→ **TEXTO DEL DOCUMENTO**
# Simulación determinista en Lurigancho

Este cuaderno ejecuta una corrida única del checkpoint final (`ckpt_step3_lurigancho_fixed.pt`) sobre el escenario de validación completo. El render toma como referencia el estilo de `mapeado.ipynb`: se muestra la grilla completa, los POIs y la trayectoria de cada UAV, además de métricas agregadas y el video de toda la secuencia.

In [None]:
import numpy as np
import pandas as pd
import matplotlib.pyplot as plt
from pathlib import Path
from IPython.display import display, Markdown, Image
import imageio.v2 as imageio

import sys

PROJECT_ROOT = Path().resolve()
candidates = [PROJECT_ROOT, PROJECT_ROOT.parent, PROJECT_ROOT.parent.parent]
for candidate in candidates:
    if candidate and (candidate / 'envgen').exists():
        path_str = str(candidate)
        if path_str not in sys.path:
            sys.path.append(path_str)
        break
else:
    path_str = str(PROJECT_ROOT)
    if path_str not in sys.path:
        sys.path.append(path_str)

from envgen.config import load_config
from envgen.viz import plot_grid_with_base_pois
from marl.envs import load_lurigancho_map, load_lurigancho_fixed_data, build_lurigancho_fixed_episode
from marl.eval_marl import build_agent_for_scenarios, clone_instance, MarlActorPolicy
from marl.train_marl import RewardWeights, MarlEnv


In [None]:
CONFIG_PATH = Path("config.json")
SCENARIO_PATH = Path("lurigancho_scenario.json")
POIS_PATH = Path("lurigancho_pois_val.json")
CHECKPOINT_PATH = Path("results/ckpt_step3_lurigancho_fixed.pt")
SIM_SEED = 2025
VIDEO_PATH = Path("results/lurigancho_single_run.gif")
VIDEO_PATH.parent.mkdir(parents=True, exist_ok=True)


In [None]:
cfg = load_config(CONFIG_PATH)
map_data = load_lurigancho_map(SCENARIO_PATH)
fixed_data = load_lurigancho_fixed_data(POIS_PATH)
rng = np.random.default_rng(SIM_SEED)
episode, ei_map, hooks = build_lurigancho_fixed_episode(map_data, fixed_data, cfg, rng, split="val")

n_pois = len(episode["pois"])
n_uavs = len(episode["uavs"])
summary = (
    f"**Instancia determinista lista**\n"
    f"- Celdas: {map_data.rows} x {map_data.cols}\n"

→ **EJERCICIO PROPUESTO A**
Reproduce sin cambios las líneas de las entradas desde la que contiene "--target blue and yellow jersey" hasta la que contiene "M 0 119 L 0", ambas incluidas.

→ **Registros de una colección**
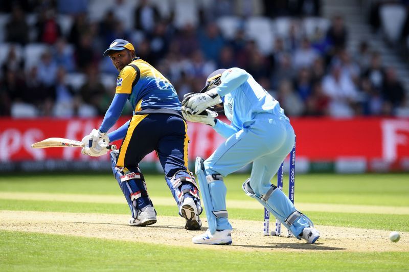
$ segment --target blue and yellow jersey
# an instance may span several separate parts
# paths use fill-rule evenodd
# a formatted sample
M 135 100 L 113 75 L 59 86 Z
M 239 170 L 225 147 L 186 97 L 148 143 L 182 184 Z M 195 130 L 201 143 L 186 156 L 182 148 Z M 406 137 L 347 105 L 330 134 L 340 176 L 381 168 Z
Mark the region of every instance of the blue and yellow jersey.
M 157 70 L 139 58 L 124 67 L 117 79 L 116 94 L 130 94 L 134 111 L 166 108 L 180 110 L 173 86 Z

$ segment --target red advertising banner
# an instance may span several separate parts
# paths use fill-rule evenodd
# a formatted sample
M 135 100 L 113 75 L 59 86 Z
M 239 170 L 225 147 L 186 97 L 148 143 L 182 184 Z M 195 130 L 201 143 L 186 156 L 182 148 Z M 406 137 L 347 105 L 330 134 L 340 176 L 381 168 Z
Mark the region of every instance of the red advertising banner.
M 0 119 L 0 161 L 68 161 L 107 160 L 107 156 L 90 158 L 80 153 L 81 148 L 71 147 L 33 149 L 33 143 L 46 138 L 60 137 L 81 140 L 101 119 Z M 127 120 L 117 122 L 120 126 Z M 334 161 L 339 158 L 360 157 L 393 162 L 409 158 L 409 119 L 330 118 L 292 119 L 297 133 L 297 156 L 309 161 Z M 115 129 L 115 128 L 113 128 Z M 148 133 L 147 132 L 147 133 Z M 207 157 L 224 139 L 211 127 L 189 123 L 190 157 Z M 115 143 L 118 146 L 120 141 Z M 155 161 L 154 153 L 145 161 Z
==
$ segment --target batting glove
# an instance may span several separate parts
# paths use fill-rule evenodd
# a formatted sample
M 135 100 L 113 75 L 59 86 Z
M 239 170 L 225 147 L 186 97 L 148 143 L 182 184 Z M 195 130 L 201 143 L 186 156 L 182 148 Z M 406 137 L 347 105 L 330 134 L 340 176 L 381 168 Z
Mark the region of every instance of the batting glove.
---
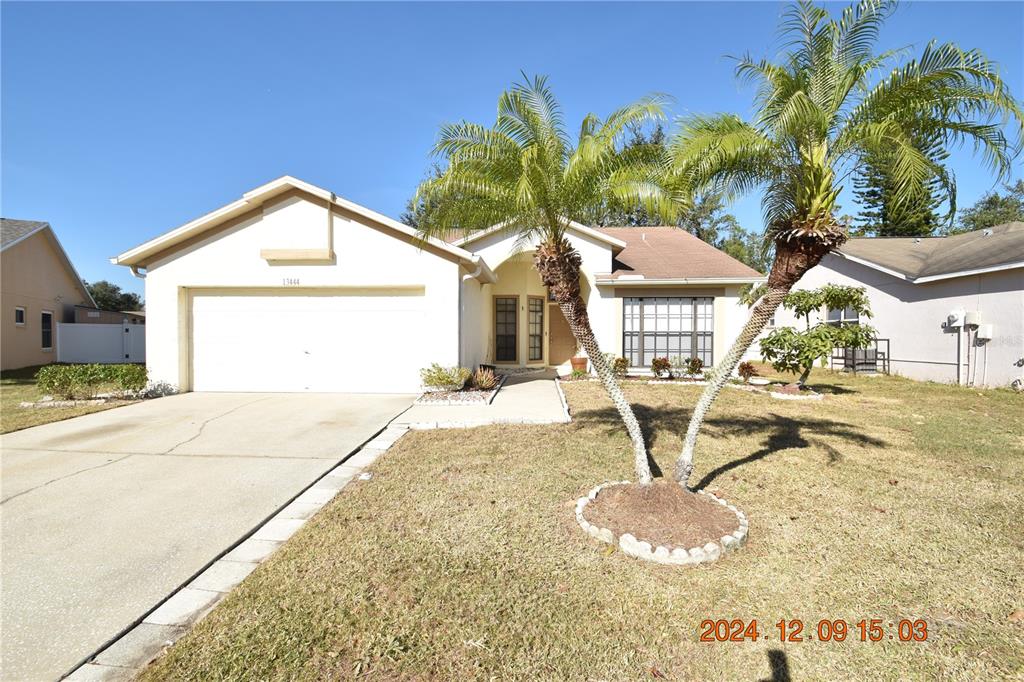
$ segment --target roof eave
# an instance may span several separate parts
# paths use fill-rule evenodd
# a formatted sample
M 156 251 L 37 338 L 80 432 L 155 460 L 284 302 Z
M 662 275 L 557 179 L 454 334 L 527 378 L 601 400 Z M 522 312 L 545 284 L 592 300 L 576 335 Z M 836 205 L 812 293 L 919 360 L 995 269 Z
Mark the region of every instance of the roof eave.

→ **EJERCICIO PROPUESTO B**
En el cuaderno sobre la simulación determinista en Lurigancho, ¿qué valor recibe la variable SIM_SEED?

→ **RESULTADO FINAL A**
$ segment --target blue and yellow jersey
# an instance may span several separate parts
# paths use fill-rule evenodd
# a formatted sample
M 135 100 L 113 75 L 59 86 Z
M 239 170 L 225 147 L 186 97 L 148 143 L 182 184 Z M 195 130 L 201 143 L 186 156 L 182 148 Z M 406 137 L 347 105 L 330 134 L 340 176 L 381 168 Z
Mark the region of every instance of the blue and yellow jersey.
M 157 70 L 139 58 L 124 67 L 117 79 L 116 94 L 130 94 L 134 111 L 166 108 L 180 110 L 173 86 Z

$ segment --target red advertising banner
# an instance may span several separate parts
# paths use fill-rule evenodd
# a formatted sample
M 135 100 L 113 75 L 59 86 Z
M 239 170 L 225 147 L 186 97 L 148 143 L 182 184 Z M 195 130 L 201 143 L 186 156 L 182 148 Z M 406 137 L 347 105 L 330 134 L 340 176 L 381 168 Z
Mark the region of every instance of the red advertising banner.
M 0 119 L 0 161 L 68 161 L 107 160 L 107 156 L 90 158 L 80 153 L 81 148 L 71 147 L 33 149 L 33 143 L 46 138 L 60 137 L 81 140 L 101 119 Z M 127 120 L 117 122 L 120 126 Z M 334 161 L 339 158 L 360 157 L 393 162 L 409 158 L 409 119 L 330 118 L 292 119 L 297 133 L 297 156 L 309 161 Z M 115 129 L 115 128 L 113 128 Z M 148 133 L 147 132 L 147 133 Z M 207 157 L 224 139 L 211 127 L 189 123 L 190 157 Z M 115 143 L 118 146 L 120 141 Z M 155 161 L 154 153 L 145 161 Z

→ **RESULTADO FINAL B**
La variable SIM_SEED recibe el valor 2025.